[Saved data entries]
=== Section Start ===

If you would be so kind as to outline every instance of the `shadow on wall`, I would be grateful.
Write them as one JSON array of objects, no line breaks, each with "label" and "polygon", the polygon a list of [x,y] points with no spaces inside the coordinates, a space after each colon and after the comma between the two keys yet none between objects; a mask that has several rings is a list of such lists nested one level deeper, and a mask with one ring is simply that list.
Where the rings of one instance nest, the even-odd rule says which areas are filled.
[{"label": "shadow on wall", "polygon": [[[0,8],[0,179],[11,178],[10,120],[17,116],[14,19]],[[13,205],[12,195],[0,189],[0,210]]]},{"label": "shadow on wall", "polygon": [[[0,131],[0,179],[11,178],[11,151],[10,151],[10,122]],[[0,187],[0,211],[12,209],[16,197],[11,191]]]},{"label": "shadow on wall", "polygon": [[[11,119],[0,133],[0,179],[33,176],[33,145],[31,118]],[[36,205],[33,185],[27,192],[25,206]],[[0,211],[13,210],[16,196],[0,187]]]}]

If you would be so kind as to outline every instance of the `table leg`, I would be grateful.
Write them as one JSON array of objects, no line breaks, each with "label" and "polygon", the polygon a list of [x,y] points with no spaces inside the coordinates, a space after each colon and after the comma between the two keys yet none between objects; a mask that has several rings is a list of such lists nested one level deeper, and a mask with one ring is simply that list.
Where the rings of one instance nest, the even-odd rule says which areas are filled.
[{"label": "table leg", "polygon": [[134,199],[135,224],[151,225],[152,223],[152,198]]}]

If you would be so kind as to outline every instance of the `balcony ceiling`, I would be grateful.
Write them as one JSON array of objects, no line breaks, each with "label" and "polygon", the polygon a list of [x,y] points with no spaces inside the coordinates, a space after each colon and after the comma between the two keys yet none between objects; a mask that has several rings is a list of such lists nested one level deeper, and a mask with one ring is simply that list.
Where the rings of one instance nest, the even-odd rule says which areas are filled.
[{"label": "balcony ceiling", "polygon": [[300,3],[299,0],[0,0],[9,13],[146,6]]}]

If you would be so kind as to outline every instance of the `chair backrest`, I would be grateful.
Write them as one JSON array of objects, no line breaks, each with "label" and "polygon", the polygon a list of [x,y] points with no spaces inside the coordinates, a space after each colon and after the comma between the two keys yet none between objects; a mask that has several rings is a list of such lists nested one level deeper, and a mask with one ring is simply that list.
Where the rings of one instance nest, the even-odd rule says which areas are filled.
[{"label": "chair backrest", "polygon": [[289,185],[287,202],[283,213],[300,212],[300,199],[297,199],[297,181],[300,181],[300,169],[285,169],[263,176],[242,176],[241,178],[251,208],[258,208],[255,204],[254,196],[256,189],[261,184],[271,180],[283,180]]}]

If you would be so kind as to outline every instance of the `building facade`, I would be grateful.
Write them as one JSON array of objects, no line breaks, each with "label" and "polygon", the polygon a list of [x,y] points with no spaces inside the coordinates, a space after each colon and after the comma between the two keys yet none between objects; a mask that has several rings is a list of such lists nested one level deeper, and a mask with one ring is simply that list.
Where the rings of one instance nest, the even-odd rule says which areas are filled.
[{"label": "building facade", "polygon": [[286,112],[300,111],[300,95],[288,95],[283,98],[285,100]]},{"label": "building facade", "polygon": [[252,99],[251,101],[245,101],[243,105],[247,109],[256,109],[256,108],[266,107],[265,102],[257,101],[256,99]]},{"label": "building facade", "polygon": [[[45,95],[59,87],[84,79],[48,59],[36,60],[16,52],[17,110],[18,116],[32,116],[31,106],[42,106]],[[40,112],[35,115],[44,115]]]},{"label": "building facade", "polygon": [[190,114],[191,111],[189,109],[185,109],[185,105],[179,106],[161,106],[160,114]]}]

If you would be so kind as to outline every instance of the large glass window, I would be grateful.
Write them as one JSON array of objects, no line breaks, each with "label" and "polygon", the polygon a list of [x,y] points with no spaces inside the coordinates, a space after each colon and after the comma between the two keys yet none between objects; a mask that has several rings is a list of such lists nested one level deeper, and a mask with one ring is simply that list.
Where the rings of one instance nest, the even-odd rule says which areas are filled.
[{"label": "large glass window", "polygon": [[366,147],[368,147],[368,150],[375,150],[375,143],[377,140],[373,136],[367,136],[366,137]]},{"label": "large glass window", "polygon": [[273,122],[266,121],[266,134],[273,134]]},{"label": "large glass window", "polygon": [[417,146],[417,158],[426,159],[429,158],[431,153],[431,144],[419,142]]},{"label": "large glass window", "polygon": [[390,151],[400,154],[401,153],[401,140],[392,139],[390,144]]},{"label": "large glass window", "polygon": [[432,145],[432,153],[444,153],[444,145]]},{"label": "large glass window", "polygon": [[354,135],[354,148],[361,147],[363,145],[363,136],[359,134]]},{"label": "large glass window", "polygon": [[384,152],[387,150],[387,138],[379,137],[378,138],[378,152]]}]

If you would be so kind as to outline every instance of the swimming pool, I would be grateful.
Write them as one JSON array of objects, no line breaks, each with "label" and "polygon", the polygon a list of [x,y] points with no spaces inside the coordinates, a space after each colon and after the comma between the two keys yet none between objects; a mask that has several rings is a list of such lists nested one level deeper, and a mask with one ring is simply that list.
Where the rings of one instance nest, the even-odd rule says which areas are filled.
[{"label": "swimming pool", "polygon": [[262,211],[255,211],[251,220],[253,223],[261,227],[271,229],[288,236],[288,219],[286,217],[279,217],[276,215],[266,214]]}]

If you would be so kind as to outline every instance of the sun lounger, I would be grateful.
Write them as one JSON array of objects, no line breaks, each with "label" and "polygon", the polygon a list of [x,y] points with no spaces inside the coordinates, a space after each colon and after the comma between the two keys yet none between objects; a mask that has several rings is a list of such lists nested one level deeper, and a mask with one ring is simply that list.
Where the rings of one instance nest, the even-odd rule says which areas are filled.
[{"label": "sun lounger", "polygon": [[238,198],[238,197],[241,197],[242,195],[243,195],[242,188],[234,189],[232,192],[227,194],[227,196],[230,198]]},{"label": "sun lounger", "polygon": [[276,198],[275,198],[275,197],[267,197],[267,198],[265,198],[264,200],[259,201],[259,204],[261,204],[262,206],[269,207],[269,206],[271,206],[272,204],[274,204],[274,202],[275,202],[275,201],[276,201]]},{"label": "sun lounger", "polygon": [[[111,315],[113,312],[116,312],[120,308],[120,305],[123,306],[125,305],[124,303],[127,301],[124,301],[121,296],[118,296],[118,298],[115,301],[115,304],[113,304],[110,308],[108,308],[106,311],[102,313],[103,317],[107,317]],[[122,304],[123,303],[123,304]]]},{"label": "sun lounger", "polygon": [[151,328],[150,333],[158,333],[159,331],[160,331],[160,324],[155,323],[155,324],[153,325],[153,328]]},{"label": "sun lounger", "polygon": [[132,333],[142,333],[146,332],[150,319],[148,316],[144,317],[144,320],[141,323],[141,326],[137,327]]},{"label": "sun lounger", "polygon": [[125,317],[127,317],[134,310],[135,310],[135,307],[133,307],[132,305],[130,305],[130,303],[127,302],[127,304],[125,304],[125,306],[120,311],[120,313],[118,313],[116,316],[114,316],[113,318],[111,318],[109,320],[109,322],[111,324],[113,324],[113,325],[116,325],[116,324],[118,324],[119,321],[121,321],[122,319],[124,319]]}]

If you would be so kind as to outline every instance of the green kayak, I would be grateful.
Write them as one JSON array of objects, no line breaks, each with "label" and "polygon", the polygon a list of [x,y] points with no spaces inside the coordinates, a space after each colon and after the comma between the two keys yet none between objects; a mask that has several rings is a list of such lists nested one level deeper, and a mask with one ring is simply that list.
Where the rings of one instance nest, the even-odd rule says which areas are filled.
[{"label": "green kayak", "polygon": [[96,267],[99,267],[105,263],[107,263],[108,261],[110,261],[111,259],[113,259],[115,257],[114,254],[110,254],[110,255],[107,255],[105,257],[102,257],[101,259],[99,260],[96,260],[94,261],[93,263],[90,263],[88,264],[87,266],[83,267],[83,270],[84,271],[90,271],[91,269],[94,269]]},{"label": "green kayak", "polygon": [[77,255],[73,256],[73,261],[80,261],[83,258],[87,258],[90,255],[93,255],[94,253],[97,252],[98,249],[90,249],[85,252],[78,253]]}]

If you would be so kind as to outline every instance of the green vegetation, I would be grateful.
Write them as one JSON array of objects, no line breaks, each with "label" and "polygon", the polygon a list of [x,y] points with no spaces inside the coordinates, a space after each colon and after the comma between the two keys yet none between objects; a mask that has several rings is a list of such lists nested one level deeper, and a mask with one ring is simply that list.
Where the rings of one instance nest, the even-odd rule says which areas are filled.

=== Section End ===

- **EXERCISE DETAILS**: Find the word "would" in the records, and report each line that has it.

- **TASK ANSWER**:
If you would be so kind as to outline every instance of the `shadow on wall`, I would be grateful.
If you would be so kind as to outline every instance of the `table leg`, I would be grateful.
If you would be so kind as to outline every instance of the `balcony ceiling`, I would be grateful.
If you would be so kind as to outline every instance of the `chair backrest`, I would be grateful.
If you would be so kind as to outline every instance of the `building facade`, I would be grateful.
If you would be so kind as to outline every instance of the large glass window, I would be grateful.
If you would be so kind as to outline every instance of the swimming pool, I would be grateful.
If you would be so kind as to outline every instance of the sun lounger, I would be grateful.
If you would be so kind as to outline every instance of the green kayak, I would be grateful.
If you would be so kind as to outline every instance of the green vegetation, I would be grateful.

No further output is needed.